O QUE SE PEDE: Transforme todos os dados abaixo em uma lista numerada, deixando de fora as linhas em branco.
* * * * *
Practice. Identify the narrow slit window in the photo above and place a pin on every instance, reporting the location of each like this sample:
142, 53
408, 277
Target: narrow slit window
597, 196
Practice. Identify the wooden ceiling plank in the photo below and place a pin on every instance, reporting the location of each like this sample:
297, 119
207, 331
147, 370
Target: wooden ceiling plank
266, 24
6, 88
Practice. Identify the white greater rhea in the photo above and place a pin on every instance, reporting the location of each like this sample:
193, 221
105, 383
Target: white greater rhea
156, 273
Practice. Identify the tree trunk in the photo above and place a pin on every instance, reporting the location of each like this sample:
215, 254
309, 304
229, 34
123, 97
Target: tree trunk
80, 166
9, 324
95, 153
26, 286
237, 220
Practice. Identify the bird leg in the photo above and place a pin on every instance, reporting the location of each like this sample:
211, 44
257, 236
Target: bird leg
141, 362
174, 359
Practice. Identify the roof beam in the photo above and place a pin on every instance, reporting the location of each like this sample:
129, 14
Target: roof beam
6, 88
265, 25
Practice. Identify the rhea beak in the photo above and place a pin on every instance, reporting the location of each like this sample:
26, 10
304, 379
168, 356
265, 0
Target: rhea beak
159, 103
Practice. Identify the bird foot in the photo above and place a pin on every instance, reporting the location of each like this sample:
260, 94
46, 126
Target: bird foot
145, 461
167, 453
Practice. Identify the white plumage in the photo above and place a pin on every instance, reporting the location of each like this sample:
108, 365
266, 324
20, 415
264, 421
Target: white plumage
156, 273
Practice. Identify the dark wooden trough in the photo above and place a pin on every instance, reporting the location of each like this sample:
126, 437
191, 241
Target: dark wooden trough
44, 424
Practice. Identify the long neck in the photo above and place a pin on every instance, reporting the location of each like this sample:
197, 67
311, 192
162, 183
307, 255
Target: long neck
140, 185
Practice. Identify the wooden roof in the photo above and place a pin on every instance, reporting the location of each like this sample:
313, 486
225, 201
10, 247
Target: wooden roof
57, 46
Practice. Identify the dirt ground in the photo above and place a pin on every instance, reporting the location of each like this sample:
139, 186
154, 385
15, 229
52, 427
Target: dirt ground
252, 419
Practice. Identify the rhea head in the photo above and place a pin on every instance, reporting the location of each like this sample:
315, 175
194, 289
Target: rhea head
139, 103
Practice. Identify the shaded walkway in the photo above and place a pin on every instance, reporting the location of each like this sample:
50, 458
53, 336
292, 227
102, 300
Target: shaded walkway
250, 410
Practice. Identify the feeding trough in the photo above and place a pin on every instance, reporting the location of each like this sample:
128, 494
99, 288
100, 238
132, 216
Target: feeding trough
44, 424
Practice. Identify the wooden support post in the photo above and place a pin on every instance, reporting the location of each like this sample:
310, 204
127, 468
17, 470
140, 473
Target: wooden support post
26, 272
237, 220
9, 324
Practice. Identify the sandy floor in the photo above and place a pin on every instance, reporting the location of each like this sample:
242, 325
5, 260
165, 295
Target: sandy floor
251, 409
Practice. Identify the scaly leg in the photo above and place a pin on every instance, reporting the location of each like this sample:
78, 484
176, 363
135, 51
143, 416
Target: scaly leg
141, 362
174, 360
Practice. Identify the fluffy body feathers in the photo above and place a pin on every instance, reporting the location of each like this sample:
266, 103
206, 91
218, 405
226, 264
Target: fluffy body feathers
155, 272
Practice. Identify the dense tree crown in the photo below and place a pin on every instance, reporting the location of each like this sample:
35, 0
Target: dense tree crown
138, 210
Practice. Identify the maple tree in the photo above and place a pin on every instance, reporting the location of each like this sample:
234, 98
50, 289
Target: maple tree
* * * * *
A RESPOSTA:
1. Practice. Identify the narrow slit window in the photo above and place a pin on every instance, reporting the location of each like this sample:
2. 142, 53
3. 408, 277
4. Target: narrow slit window
5. 597, 196
6. Practice. Identify the wooden ceiling plank in the photo below and place a pin on every instance, reporting the location of each like this sample:
7. 297, 119
8. 207, 331
9. 147, 370
10. Target: wooden ceiling plank
11. 266, 24
12. 6, 88
13. Practice. Identify the white greater rhea in the photo above and place a pin on every instance, reporting the location of each like this sample:
14. 193, 221
15. 105, 383
16. Target: white greater rhea
17. 156, 273
18. Practice. Identify the tree trunk in the photo above and place a pin on every instance, reporting the location of each like this sample:
19. 215, 254
20. 309, 304
21. 229, 34
22. 123, 97
23. Target: tree trunk
24. 80, 166
25. 9, 324
26. 95, 153
27. 26, 286
28. 237, 220
29. Practice. Identify the bird leg in the photo above and place a pin on every instance, reporting the location of each like this sample:
30. 211, 44
31. 257, 236
32. Target: bird leg
33. 141, 362
34. 174, 359
35. Practice. Identify the roof beam in the photo above and place a pin on every instance, reporting the location of each like this sample:
36. 129, 14
37. Target: roof beam
38. 6, 88
39. 265, 25
40. Practice. Identify the rhea beak in the photo above and place a pin on every instance, reporting the location of each like this sample:
41. 26, 10
42. 304, 379
43. 168, 356
44. 265, 0
45. Target: rhea beak
46. 159, 103
47. Practice. Identify the bird foot in the photo above and place a pin on every instance, reporting the location of each like this sample:
48. 260, 94
49. 46, 126
50. Target: bird foot
51. 145, 461
52. 167, 453
53. Practice. Identify the white plumage in the photo above and place a pin on every instance, reporting the location of each like this sample:
54. 108, 365
55. 266, 324
56. 20, 415
57. 264, 421
58. Target: white plumage
59. 156, 273
60. Practice. Identify the dark wooden trough in the photo above and place a pin on every instance, reporting the location of each like this sample:
61. 126, 437
62. 191, 241
63. Target: dark wooden trough
64. 44, 424
65. Practice. Identify the long neck in the photo above and place a pin on every instance, reporting the location of each like this sample:
66. 197, 67
67. 311, 192
68. 162, 183
69. 307, 255
70. Target: long neck
71. 140, 185
72. Practice. Identify the wooden roof in the photo above and place a pin on every instance, reporting the location of each like this sample:
73. 313, 486
74. 225, 201
75. 10, 247
76. Target: wooden roof
77. 57, 46
78. Practice. Identify the dirt ground in the photo above and place a pin on every instance, reporting the location of each like this sample:
79. 139, 186
80. 154, 385
81. 15, 229
82. 52, 427
83. Target: dirt ground
84. 252, 419
85. Practice. Identify the rhea head in the photo above and place a pin on every instance, reporting the location of each like this sample:
86. 315, 175
87. 194, 289
88. Target: rhea head
89. 139, 103
90. Practice. Identify the shaded walkway in the photo above and place a pin on every instance, reporting the location of each like this sample:
91. 50, 458
92. 53, 336
93. 292, 227
94. 102, 300
95. Target: shaded walkway
96. 250, 410
97. Practice. Identify the feeding trough in the photo above and place a pin on every instance, reporting the location of each like this sample:
98. 128, 494
99. 99, 288
100. 100, 238
101. 132, 216
102. Target: feeding trough
103. 44, 424
104. Practice. Identify the wooden support post in the photo above and place a pin on every instance, reporting the location of each like this sample:
105. 310, 204
106. 127, 468
107. 17, 470
108. 140, 473
109. Target: wooden support post
110. 26, 272
111. 237, 220
112. 9, 324
113. Practice. Identify the sandy floor in the photo above and place a pin on every instance, reporting the location of each like this sample:
114. 242, 325
115. 5, 260
116. 165, 295
117. Target: sandy floor
118. 251, 409
119. Practice. Identify the scaly leg in the photo above and place a pin on every instance, reporting the location of each like this sample:
120. 78, 484
121. 176, 363
122. 135, 51
123. 143, 416
124. Target: scaly leg
125. 141, 362
126. 174, 360
127. Practice. Identify the fluffy body feathers in the photo above and place a pin on every instance, reporting the location of each like this sample:
128. 266, 103
129. 206, 91
130. 218, 405
131. 226, 264
132. Target: fluffy body feathers
133. 155, 272
134. Practice. Identify the dense tree crown in the photo below and place a pin on every instance, reporting the location of each like this sample:
135. 35, 0
136. Target: dense tree crown
137. 138, 210
138. Practice. Identify the maple tree in the photo above and place a pin on every instance, reporting the location of each like this sample:
139. 234, 98
140. 50, 289
141. Target: maple tree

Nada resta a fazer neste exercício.